Problem to solve
Copy the data below in full, exactly as it appears.

##### Data for this task #####

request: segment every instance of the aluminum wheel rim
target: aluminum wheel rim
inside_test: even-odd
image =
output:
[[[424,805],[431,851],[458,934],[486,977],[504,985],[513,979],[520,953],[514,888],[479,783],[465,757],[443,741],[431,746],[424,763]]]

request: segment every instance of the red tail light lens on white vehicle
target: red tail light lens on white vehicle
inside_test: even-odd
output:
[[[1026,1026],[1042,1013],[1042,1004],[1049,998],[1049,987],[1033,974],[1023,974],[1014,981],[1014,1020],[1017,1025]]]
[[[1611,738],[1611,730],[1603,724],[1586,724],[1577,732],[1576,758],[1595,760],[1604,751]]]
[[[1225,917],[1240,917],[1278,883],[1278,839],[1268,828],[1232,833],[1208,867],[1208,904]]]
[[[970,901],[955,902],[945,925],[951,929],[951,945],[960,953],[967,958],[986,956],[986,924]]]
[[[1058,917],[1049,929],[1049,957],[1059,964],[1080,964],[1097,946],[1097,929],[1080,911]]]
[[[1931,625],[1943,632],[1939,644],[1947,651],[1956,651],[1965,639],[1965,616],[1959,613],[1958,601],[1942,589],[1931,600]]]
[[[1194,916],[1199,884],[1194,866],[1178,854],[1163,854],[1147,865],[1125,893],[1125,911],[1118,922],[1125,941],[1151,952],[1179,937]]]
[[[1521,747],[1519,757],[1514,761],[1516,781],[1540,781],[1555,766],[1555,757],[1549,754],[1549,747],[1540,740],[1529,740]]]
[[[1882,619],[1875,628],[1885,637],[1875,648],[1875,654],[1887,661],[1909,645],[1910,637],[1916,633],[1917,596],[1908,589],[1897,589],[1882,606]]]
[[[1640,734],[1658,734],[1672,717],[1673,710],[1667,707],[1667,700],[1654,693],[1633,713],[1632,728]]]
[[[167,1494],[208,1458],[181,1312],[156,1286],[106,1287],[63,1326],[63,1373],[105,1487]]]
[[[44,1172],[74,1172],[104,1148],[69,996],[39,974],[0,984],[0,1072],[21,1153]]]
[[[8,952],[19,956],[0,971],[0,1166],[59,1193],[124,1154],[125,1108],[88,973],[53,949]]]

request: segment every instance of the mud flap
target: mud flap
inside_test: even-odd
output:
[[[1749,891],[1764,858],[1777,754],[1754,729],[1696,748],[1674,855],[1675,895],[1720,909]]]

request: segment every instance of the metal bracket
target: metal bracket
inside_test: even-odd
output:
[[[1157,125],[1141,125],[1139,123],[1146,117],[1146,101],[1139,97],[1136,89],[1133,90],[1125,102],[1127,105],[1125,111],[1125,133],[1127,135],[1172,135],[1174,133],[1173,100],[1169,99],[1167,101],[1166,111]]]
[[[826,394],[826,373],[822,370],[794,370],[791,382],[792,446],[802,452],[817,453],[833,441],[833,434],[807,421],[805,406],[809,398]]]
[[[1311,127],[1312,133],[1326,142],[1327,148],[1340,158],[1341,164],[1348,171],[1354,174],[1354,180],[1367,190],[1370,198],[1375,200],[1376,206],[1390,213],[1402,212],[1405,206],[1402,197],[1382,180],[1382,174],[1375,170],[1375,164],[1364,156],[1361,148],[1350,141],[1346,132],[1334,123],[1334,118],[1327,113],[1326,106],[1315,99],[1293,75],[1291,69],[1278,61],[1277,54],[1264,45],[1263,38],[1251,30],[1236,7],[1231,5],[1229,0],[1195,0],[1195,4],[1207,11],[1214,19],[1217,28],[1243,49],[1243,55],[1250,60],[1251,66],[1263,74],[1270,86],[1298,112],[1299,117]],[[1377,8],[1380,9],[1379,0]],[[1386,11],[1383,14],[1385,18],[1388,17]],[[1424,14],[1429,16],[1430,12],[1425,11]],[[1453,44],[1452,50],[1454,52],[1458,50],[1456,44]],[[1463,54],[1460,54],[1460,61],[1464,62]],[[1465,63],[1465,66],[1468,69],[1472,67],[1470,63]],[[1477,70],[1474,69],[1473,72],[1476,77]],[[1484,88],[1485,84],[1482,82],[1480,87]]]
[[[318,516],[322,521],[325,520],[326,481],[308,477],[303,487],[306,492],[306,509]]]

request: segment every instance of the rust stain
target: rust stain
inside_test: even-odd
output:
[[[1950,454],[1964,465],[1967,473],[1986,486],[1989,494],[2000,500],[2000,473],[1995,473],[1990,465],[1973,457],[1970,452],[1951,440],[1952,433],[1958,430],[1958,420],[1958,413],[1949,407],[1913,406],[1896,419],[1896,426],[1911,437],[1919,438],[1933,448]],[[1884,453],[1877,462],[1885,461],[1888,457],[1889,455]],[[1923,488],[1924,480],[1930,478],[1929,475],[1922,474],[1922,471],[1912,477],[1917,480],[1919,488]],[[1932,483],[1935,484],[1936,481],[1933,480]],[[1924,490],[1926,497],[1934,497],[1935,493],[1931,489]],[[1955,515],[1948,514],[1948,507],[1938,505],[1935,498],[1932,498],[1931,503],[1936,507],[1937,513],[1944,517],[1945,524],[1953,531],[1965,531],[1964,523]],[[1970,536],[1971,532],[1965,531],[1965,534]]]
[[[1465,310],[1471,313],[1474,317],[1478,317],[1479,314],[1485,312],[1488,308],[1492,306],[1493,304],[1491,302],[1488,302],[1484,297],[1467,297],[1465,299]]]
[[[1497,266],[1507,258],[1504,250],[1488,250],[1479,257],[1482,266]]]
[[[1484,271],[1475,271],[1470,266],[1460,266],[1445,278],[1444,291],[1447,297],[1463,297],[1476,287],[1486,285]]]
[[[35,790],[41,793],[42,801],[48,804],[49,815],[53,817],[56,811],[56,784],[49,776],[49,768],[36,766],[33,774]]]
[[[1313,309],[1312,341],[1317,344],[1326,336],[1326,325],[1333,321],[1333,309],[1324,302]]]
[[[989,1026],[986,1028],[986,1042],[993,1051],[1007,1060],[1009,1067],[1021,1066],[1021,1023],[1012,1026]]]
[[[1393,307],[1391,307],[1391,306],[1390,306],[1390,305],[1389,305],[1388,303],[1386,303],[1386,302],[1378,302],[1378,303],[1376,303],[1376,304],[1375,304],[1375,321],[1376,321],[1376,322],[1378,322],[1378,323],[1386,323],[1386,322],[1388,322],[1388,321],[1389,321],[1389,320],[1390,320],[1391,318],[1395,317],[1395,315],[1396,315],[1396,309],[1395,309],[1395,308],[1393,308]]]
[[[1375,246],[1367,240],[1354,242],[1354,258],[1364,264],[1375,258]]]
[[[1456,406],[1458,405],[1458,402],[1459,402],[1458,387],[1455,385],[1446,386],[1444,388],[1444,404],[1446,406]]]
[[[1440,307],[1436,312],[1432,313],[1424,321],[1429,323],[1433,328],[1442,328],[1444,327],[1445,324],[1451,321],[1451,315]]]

#####

Solution for this task
request: segment every instance of the aluminum wheel rim
target: aluminum wheel rim
inside_test: even-odd
image =
output:
[[[424,805],[431,851],[458,934],[486,977],[504,985],[513,979],[520,953],[514,888],[479,783],[465,757],[443,741],[431,746],[424,763]]]

request: segment every instance of the red tail light lens on white vehicle
target: red tail light lens on white vehicle
inside_test: even-odd
output:
[[[1026,1026],[1042,1013],[1042,1004],[1049,998],[1049,987],[1033,974],[1023,974],[1014,981],[1014,1020],[1017,1025]]]
[[[1611,738],[1611,730],[1603,724],[1586,724],[1577,732],[1576,758],[1595,760],[1604,751]]]
[[[1225,917],[1240,917],[1278,883],[1278,839],[1268,828],[1232,833],[1208,867],[1208,904]]]
[[[970,901],[955,902],[945,925],[951,929],[951,945],[960,953],[967,958],[986,956],[986,924]]]
[[[1058,917],[1049,929],[1049,957],[1059,964],[1080,964],[1097,946],[1097,929],[1080,911]]]
[[[1931,625],[1943,632],[1939,644],[1947,651],[1956,651],[1965,639],[1965,616],[1959,613],[1958,601],[1942,589],[1931,600]]]
[[[1194,916],[1199,884],[1194,866],[1178,854],[1163,854],[1147,865],[1125,893],[1125,911],[1118,922],[1125,941],[1151,952],[1179,937]]]
[[[1521,747],[1519,757],[1514,761],[1516,781],[1540,781],[1555,766],[1555,757],[1549,754],[1549,747],[1540,740],[1529,740]]]
[[[1882,619],[1875,628],[1885,637],[1875,648],[1875,654],[1887,661],[1909,645],[1910,637],[1916,633],[1917,596],[1908,589],[1897,589],[1882,606]]]
[[[1640,734],[1658,734],[1672,717],[1673,710],[1667,707],[1667,700],[1654,693],[1633,713],[1632,728]]]
[[[167,1494],[208,1458],[181,1312],[156,1286],[106,1287],[63,1326],[63,1373],[105,1487]]]
[[[44,1172],[74,1172],[104,1148],[69,996],[39,974],[0,984],[0,1072],[21,1153]]]
[[[8,952],[19,956],[0,971],[0,1166],[59,1193],[124,1154],[125,1108],[88,973],[53,949]]]

request: segment every instance of the mud flap
target: mud flap
inside_test: even-odd
output:
[[[1749,891],[1764,858],[1777,754],[1754,729],[1696,748],[1674,855],[1675,895],[1720,909]]]

request: segment every instance of the metal bracket
target: metal bracket
inside_test: even-odd
output:
[[[1157,125],[1141,125],[1139,123],[1146,117],[1146,101],[1139,97],[1136,89],[1133,90],[1125,102],[1127,105],[1125,111],[1125,133],[1127,135],[1172,135],[1174,133],[1173,100],[1169,99],[1167,101],[1166,111]]]
[[[826,394],[826,373],[822,370],[794,370],[791,382],[792,446],[802,452],[817,453],[833,441],[833,434],[807,421],[805,406],[809,398]]]
[[[1311,127],[1312,133],[1326,142],[1327,148],[1340,158],[1341,164],[1348,171],[1354,174],[1354,180],[1367,190],[1370,198],[1375,200],[1376,206],[1390,213],[1402,212],[1405,206],[1402,197],[1382,180],[1382,174],[1375,170],[1375,164],[1364,156],[1361,148],[1350,141],[1346,132],[1334,123],[1334,118],[1327,113],[1326,106],[1315,99],[1293,75],[1291,69],[1278,61],[1277,54],[1264,45],[1263,38],[1251,30],[1236,7],[1231,5],[1229,0],[1195,0],[1195,4],[1207,11],[1214,19],[1217,28],[1243,49],[1243,55],[1250,60],[1251,66],[1263,74],[1270,86],[1298,112],[1299,117]],[[1377,8],[1380,9],[1379,0]],[[1386,11],[1383,14],[1385,18],[1388,17]],[[1424,14],[1429,16],[1430,12],[1425,11]],[[1453,44],[1452,50],[1454,52],[1458,50],[1456,44]],[[1463,54],[1460,54],[1460,61],[1464,62]],[[1465,63],[1465,66],[1468,69],[1472,67],[1470,63]],[[1477,70],[1474,69],[1473,72],[1476,77]],[[1484,88],[1485,84],[1482,82],[1480,87]]]
[[[318,516],[322,521],[325,520],[326,481],[308,477],[303,487],[306,492],[306,509]]]

request: segment every instance of the rust stain
target: rust stain
inside_test: even-odd
output:
[[[1950,454],[1964,465],[1967,473],[1986,486],[1989,494],[2000,500],[2000,473],[1995,473],[1990,465],[1973,457],[1970,452],[1951,440],[1952,433],[1958,430],[1958,420],[1958,413],[1949,407],[1913,406],[1896,419],[1896,426],[1911,437],[1919,438],[1933,448]],[[1884,453],[1877,462],[1885,461],[1888,457],[1889,455]],[[1923,488],[1924,480],[1930,478],[1929,475],[1922,474],[1922,471],[1912,477],[1917,480],[1919,488]],[[1932,483],[1935,484],[1936,481],[1933,480]],[[1924,490],[1926,497],[1934,497],[1935,493],[1931,489]],[[1955,515],[1948,514],[1948,507],[1938,505],[1935,498],[1932,498],[1931,503],[1936,507],[1937,513],[1944,517],[1945,524],[1953,531],[1965,531],[1964,523]],[[1970,536],[1971,532],[1965,531],[1965,534]]]
[[[1465,310],[1471,313],[1474,317],[1478,317],[1479,314],[1485,312],[1488,308],[1492,306],[1493,304],[1491,302],[1488,302],[1484,297],[1467,297],[1465,299]]]
[[[1497,266],[1507,258],[1504,250],[1488,250],[1479,257],[1482,266]]]
[[[1484,271],[1475,271],[1470,266],[1460,266],[1445,278],[1444,291],[1447,297],[1463,297],[1476,287],[1486,285]]]
[[[35,790],[41,793],[42,801],[48,804],[49,815],[53,817],[56,811],[56,784],[49,776],[49,768],[36,766],[33,774]]]
[[[1313,309],[1312,341],[1317,344],[1326,336],[1326,325],[1333,321],[1333,309],[1324,302]]]
[[[989,1026],[986,1028],[986,1042],[993,1051],[1007,1060],[1009,1067],[1021,1066],[1021,1023],[1012,1026]]]
[[[1393,307],[1391,307],[1391,306],[1390,306],[1390,305],[1389,305],[1388,303],[1386,303],[1386,302],[1378,302],[1378,303],[1376,303],[1376,304],[1375,304],[1375,321],[1376,321],[1376,322],[1378,322],[1378,323],[1386,323],[1386,322],[1388,322],[1388,321],[1389,321],[1389,320],[1390,320],[1391,318],[1395,317],[1395,315],[1396,315],[1396,309],[1395,309],[1395,308],[1393,308]]]
[[[1375,246],[1367,240],[1354,242],[1354,258],[1364,264],[1375,258]]]
[[[1456,406],[1458,405],[1458,402],[1459,402],[1458,387],[1455,385],[1446,386],[1444,388],[1444,404],[1446,406]]]
[[[1440,307],[1436,312],[1432,313],[1424,321],[1429,323],[1433,328],[1442,328],[1444,327],[1445,324],[1451,321],[1451,315]]]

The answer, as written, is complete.